Bu, “çevrekırım”a (ecocide) hem bir bahane hem de ona ön-ayak olan cahil cesaretinin bir başka nişanesiydi. Çünkü, sormak gerekirse, acaba neden doğa ya da (inançları mucibince) Allah, Marmara’nın ortasındaki Yassıada’da ağaç bitirmek yerine maki bitirmiş ve bu bitki örtüsü ile uyarlı bir ekosistem var etmiştir?..

Ve hangi hakla güneş ışınlarını emecek toprak bırakmamacasına orayı cehenneme döndüren bir betonlaşmaya gidilip, adeta çevrecilere “sus payı” nev’inden 100 ağaç dikmekten dem vurulmaktadır?..

Nedeni ortadaydı: TOBB-GTİ tarafından yürütülen 500 milyonluk bir projeydi bu ve “İnşaat Ya Resulullah” [1] şiarıyla hareket eden dinbaz iktidarın hükmünü sürdürebilmesi yolunda bu betonlaşmaya çok ama çok ihtiyacı vardı.

“Yassıada” denince isimleri büyük acı ve hüzünle akla gelen Demokrat Parti maktul ve mazlumları da ne yazık ki bu işin paravanıydılar.

Yoksuldan alıp zengine veren AKP

AKP, özlüce ifade etmek gerekirse, bir dinbaz kapitalizm örneğidir. Erbakan çizgisinden gelen bu oluşum, Millî Görüş’ün anti-kapitalist özünü Özal’dan vârid ekonomik liberalizme (vahşi kapitalizme) “yedirmiş”, ama onun suretine bürünerek dindar (ve çoğu yoksul) kitlelerin gözüne girmiş, işi bitirmiştir.

• _Yapılacak görevler_:
**A)** Yassıada ve AKP üzerine metne göre aşağıdaki soruları yanıtlayın; yanıtları aynı işaretlerle alt alta yazın.
(i) Yassıada'daki proje hangi kurum tarafından yürütülmektedir?
(ii) Çevrecilere "sus payı" olarak kaç ağaç dikilmesinden söz edilmektedir?
(iii) AKP hangi siyasi çizgiden gelen bir oluşum olarak tanıtılır?
**B)** Yassıada ve AKP üzerine metni, bittiği yerden sürdürün.

• _Verilen malzeme_:
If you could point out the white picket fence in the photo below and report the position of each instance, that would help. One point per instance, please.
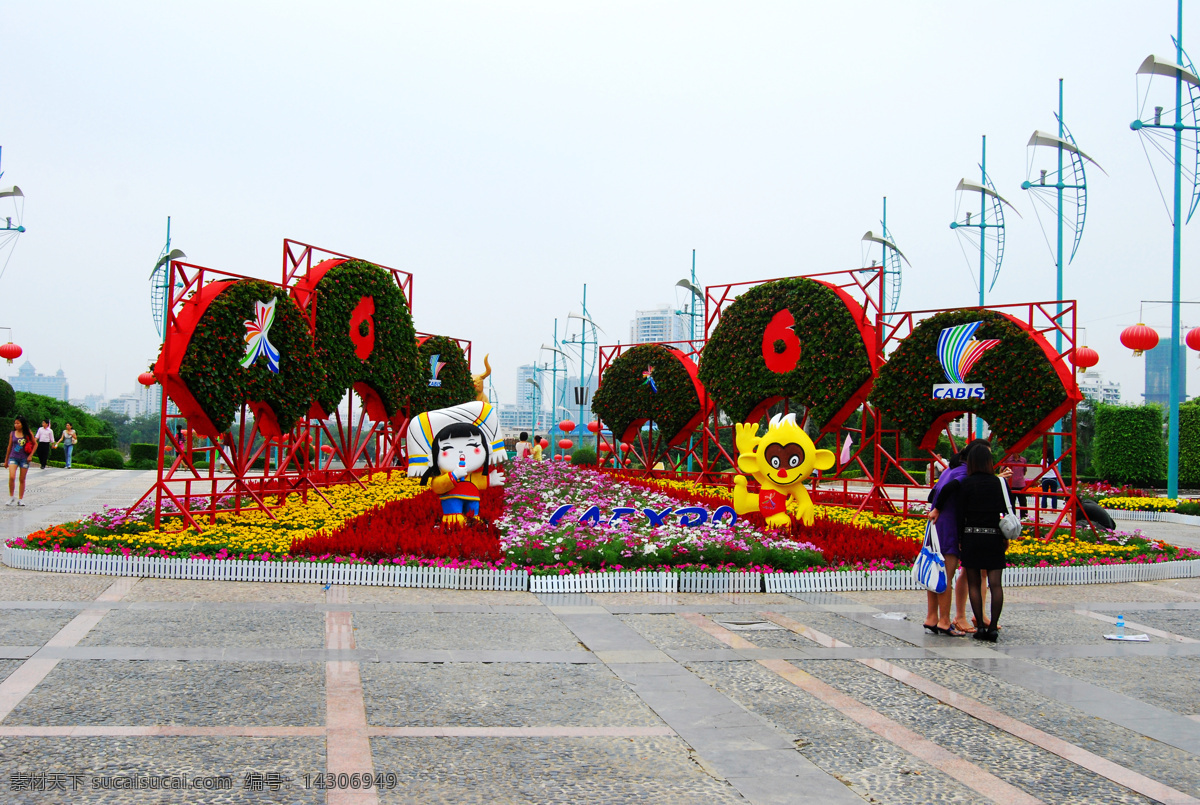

• _Görev yanıtları_:
**A)**
(i) TOBB-GTİ
(ii) 100 ağaç
(iii) Erbakan çizgisi

**B)**
AKP, efsanevi Robin Hood’un aksine, yoksuldan alıp zengine verendir. Ekonomi politikası gereği zengini gözetir. Bundan en büyük zararı görecek yoksulların karşısına da onların gerçeği (kendisinin zengine-meftunluğunu) görmesini perdelemek üzere bir kültürel-ideolojik bariyer olarak muhafazakârlıkla çıkar. O yüzden yap-işlet-devret modeliyle gerçekleştirilen “kalkınma hamleleri”nin kazananı müteahhit oligarklar, kaybedeni yoksul halktır. Ama bu “hamleler” halka “Osman Gazi” diye, “Yavuz Sultan Selim” diye, “18 Mart” diye, “Menderes-Zorlu-Polatkan” diye diye diye servis edilir, böylece onay, rıza, kabul alınır.

Durmak yok, betona devam!      

AKP, inşaat kapitalizmine dayalı bir müteahhit iktidarı olarak yola koyuldu, hızlanıp uçarcasına gider oldu ve artık uçurumun kenarına gelmiş olsa da durmak bilmiyor. “Reis”inin ağzından hiç düşmeyen, “Durmak yok yola devam” sözünün gerçek karşılığı da durmak yok, yol (köprü, tünel, kanal, vd.) yapmaya, yani kısacası “inşaata devam”dır. Çünkü durmak, “düşmek” olacaktır. Erbatur Çavuşoğlu’nun çarpıcı değerlendirmesiyle:

“İnşaata bağlı büyüme durduğunda, ekonomi, ardından da AKP’nin etrafındaki ittifak çökecektir. AKP tam da bu çaresizlik nedeniyle her şekilde inşaat, her şeye rağmen ve ne olursa olsun inşaat demekte ve süreci engelleyen, geciktiren, zorlaştıran kesimleri lanetlemektedir.”  [2]

İşte bu yüzden Kanal İstanbul’un bir ekolojik felaket olacağını söyleyenler lanetleniyor. Çünkü beton yerine toprağı, altın yerine dağı, kömür yerine zeytini, şantiye yerine çevreyi, kanal yerine denizi, bitkiyi, börtü-böceği savunmak, zındıklıktır!.. Ne diyordu bu iktidarın eski Çevre ve Şehircilik Bakanı İdris Güllüce yıllar önce, hatırlayalım:

“Beton makinesinin sesi bu ülkede hiç eksik olmasın! Bu beton makinesi böyle pat pat vurdukça Türkiye kalkınıyor. Bu beton pompaları hiç durmasın! Rabbim bu ülkeyi hep böyle kalkındırsın (…) ve o beton pompaları insanlara güzel güzel evler, yollar, otobanlar, havaalanları yapsın. Rabbim, bunu hep nasip etsin!..”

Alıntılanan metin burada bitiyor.